### Aim
Answer these from the text about Unix process environments:
1. What should be done with the script instead of running it?
2. Child processes inherit a copy of what from their parent?
3. Which variable does the quoted script export, and with what value?

On Sun, Sep 01, 2019 at 03:22:32PM -0400, Lee wrote:

[...]

> You have to source the script instead of running it.

Yes, exactly.

> I'm not entirely clear about a new shell gets it's own env that
> disappears when the shell exits thing, but try this:

It's not only a shell thing. It's a basic Unix process thing:
child processes inherit (well, almost always) their parent's
environment -- more precisely a copy of it. They can change
their copy, but not the parent's. That's by design: lots of
loosely coupled programs calling each other (and that's what
Unix is, after all ;-) would degenerate into an unmaintainable
mess otherwise...

> $ cat setps1
> ##!/bin/bash
> # can i change ps1 from a script?
> echo "FOO = ${FOO}"
> export FOO=BAR
> echo "FOO now = ${FOO}"

### Listing
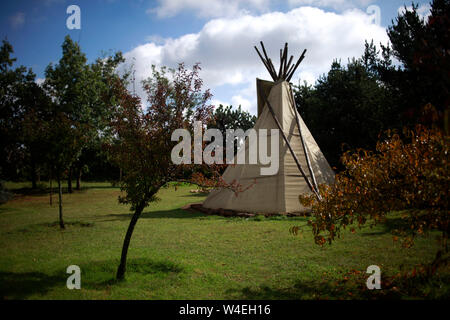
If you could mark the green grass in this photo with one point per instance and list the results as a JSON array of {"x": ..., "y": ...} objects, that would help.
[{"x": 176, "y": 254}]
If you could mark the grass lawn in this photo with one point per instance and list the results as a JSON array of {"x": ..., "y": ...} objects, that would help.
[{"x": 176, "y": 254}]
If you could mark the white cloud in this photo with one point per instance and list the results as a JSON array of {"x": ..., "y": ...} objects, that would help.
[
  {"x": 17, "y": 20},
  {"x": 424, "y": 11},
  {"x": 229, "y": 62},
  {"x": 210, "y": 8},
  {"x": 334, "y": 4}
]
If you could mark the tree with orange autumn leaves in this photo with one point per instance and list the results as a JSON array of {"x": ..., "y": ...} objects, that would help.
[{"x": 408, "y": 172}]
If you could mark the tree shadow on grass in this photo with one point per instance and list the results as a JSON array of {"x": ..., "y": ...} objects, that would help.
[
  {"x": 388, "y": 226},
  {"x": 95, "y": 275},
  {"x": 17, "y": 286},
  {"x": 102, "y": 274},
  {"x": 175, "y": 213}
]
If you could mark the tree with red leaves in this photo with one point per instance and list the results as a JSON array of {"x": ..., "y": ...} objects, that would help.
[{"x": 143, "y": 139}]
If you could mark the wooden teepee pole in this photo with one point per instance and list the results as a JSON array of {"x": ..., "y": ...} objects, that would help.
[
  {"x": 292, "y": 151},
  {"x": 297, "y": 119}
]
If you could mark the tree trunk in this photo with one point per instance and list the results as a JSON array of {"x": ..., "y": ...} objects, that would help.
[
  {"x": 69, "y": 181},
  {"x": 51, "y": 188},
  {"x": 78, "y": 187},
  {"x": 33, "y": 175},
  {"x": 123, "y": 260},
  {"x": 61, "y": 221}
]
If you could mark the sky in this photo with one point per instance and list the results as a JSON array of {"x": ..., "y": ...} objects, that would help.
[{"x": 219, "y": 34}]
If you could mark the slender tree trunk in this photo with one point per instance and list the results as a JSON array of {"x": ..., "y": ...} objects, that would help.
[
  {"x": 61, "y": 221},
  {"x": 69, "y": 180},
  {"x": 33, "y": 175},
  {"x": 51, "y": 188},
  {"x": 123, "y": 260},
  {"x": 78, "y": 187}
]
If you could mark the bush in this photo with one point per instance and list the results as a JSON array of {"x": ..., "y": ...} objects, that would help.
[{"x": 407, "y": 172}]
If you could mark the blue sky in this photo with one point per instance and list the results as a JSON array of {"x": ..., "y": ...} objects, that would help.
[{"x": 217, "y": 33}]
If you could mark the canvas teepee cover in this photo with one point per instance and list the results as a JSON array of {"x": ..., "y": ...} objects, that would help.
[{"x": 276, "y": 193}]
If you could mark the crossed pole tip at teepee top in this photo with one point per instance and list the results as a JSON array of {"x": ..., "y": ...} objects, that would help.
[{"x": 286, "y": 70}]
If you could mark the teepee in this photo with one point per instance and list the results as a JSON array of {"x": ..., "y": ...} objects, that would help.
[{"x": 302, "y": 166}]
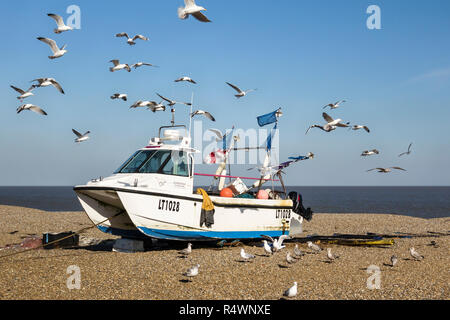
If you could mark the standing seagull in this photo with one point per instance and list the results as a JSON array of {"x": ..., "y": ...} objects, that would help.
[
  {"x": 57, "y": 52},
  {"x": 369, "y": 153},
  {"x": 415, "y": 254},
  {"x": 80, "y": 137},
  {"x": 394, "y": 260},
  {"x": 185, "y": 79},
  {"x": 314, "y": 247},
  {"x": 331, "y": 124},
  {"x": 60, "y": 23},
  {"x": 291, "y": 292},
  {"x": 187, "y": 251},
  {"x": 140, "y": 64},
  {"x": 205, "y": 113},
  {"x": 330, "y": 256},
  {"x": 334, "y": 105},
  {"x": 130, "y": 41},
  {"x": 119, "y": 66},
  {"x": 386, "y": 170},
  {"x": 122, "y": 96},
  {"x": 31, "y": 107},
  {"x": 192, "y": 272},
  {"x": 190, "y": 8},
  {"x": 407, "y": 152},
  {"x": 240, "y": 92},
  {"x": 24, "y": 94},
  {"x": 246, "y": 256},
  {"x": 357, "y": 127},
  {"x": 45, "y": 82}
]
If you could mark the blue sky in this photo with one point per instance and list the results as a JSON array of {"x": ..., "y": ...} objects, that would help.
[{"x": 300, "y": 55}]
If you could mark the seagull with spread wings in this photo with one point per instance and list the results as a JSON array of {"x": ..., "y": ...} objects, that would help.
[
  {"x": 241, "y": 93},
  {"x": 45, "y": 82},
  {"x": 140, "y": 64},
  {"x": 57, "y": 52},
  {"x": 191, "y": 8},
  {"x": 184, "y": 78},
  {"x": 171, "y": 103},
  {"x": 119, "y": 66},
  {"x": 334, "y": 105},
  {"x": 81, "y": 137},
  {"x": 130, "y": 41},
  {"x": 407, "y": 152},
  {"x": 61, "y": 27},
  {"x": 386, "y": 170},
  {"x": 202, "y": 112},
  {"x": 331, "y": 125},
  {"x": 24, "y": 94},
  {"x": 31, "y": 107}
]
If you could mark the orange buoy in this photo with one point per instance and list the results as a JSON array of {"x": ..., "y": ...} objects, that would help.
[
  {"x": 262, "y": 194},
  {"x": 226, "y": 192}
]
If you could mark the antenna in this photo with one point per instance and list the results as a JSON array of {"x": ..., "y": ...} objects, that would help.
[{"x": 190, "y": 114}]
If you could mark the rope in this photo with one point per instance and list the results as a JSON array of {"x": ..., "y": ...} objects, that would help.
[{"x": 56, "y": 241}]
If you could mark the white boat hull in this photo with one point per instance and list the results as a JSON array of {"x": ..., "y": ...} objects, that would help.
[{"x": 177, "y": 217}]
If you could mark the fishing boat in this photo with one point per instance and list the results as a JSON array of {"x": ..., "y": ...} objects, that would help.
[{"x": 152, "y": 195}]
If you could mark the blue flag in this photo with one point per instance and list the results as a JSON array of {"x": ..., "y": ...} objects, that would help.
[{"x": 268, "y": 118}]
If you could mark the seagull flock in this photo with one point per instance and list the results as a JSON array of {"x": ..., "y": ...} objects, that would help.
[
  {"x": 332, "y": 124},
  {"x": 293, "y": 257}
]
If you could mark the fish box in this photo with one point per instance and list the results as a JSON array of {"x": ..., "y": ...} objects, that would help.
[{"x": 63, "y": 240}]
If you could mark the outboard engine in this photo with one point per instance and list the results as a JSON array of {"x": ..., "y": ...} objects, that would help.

### Solved exercise
1. Source it.
2. Their parent's environment.
3. FOO, with the value BAR.